#### [PAGE EXTRACT]

# Ventilating a 4' x 5' x 3' space



## YYZ Skinhead (Jun 19, 2013)

It is essentially a cupboard in my bedroom 4' deep, 5' tall, 3' wide with a 430w Agro in a hood with a sliding glass shield.  I have had successful grows in it but its primary flaw is of course heat.  How do I ventilate a space this size?  The door is nearly the same width as the space and is always open.  Would a small air conditioner work better than the fan(s) I have in there now?  

(No, it isn't impossible to sleep in a room with a light and a fan on 24/7.  Seroquel + good strong _indica_ = a general anaesthetic.)


----------



## pcduck (Jun 19, 2013)

Where are you exhausting to?

What kind of fans?


----------



## YYZ Skinhead (Jun 19, 2013)

The primary fan I use is a standard Lasko box fan.  The hot air just blows out into the bedroom, the window of which is always open.

Addendum:  I would post a pic but when I am in there I cannot fit all of it into the frame.  :angrywife:


----------



## The Hemp Goddess (Jun 19, 2013)

YYZ Skinhead said:
			
		

> It is essentially a cupboard in my bedroom 4' deep, 5' tall, 3' wide with a 430w Agro in a hood with a sliding glass shield.  I have had successful grows in it but its primary flaw is of course heat.  How do I ventilate a space this size?  The door is nearly the same width as the space and is always open.  Would a small air conditioner work better than the fan(s) I have in there now?
> 
> (No, it isn't impossible to sleep in a room with a light and a fan on 24/7.  Seroquel + good strong _indica_ = a general anaesthetic.)



LOL-I do my vegging in my bedroom closet and the flowering room is a closet off the master bathroom (and this isn't a large place with large rooms).  I keep the doors closed at night and the fans are not too loud.

#### [DATA RECORDS]
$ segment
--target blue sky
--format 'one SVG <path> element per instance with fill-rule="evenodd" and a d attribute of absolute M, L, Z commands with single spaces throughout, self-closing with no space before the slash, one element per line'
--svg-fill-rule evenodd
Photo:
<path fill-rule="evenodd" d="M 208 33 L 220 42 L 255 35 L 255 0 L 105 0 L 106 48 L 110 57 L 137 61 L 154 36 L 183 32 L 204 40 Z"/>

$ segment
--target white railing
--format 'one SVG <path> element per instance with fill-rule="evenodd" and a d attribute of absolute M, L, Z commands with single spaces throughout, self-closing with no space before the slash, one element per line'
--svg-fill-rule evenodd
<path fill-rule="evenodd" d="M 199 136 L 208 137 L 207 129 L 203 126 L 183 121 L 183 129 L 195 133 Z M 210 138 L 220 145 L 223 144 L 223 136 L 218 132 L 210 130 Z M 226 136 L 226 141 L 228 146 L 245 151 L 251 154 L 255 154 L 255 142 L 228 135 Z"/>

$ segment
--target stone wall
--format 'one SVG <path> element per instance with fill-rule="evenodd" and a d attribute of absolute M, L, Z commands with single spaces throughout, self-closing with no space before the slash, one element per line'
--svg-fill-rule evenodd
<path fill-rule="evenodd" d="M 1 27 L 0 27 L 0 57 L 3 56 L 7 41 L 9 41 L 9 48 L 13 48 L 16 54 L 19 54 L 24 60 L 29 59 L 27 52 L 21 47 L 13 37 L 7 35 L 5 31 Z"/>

#### [REQUIRED TASK 1]
Update the ventilation thread by giving the portion starting with "Where are you" and going on through "which is always open." again, with "Lasko box fan" replaced by "oscillating tower fan".
#### [REQUIRED TASK 2]
Return the full listing that follows the ventilation thread, reproducing every line unchanged.

#### [TASK RESULT 1]
Where are you exhausting to?

What kind of fans?


----------



## YYZ Skinhead (Jun 19, 2013)

The primary fan I use is a standard oscillating tower fan.  The hot air just blows out into the bedroom, the window of which is always open.

#### [TASK RESULT 2]
$ segment
--target blue sky
--format 'one SVG <path> element per instance with fill-rule="evenodd" and a d attribute of absolute M, L, Z commands with single spaces throughout, self-closing with no space before the slash, one element per line'
--svg-fill-rule evenodd
Photo:
<path fill-rule="evenodd" d="M 208 33 L 220 42 L 255 35 L 255 0 L 105 0 L 106 48 L 110 57 L 137 61 L 154 36 L 183 32 L 204 40 Z"/>

$ segment
--target white railing
--format 'one SVG <path> element per instance with fill-rule="evenodd" and a d attribute of absolute M, L, Z commands with single spaces throughout, self-closing with no space before the slash, one element per line'
--svg-fill-rule evenodd
<path fill-rule="evenodd" d="M 199 136 L 208 137 L 207 129 L 203 126 L 183 121 L 183 129 L 195 133 Z M 210 138 L 220 145 L 223 144 L 223 136 L 218 132 L 210 130 Z M 226 136 L 226 141 L 228 146 L 245 151 L 251 154 L 255 154 L 255 142 L 228 135 Z"/>

$ segment
--target stone wall
--format 'one SVG <path> element per instance with fill-rule="evenodd" and a d attribute of absolute M, L, Z commands with single spaces throughout, self-closing with no space before the slash, one element per line'
--svg-fill-rule evenodd
<path fill-rule="evenodd" d="M 1 27 L 0 27 L 0 57 L 3 56 L 7 41 L 9 41 L 9 48 L 13 48 L 16 54 L 19 54 L 24 60 L 29 59 L 27 52 L 21 47 L 13 37 L 7 35 L 5 31 Z"/>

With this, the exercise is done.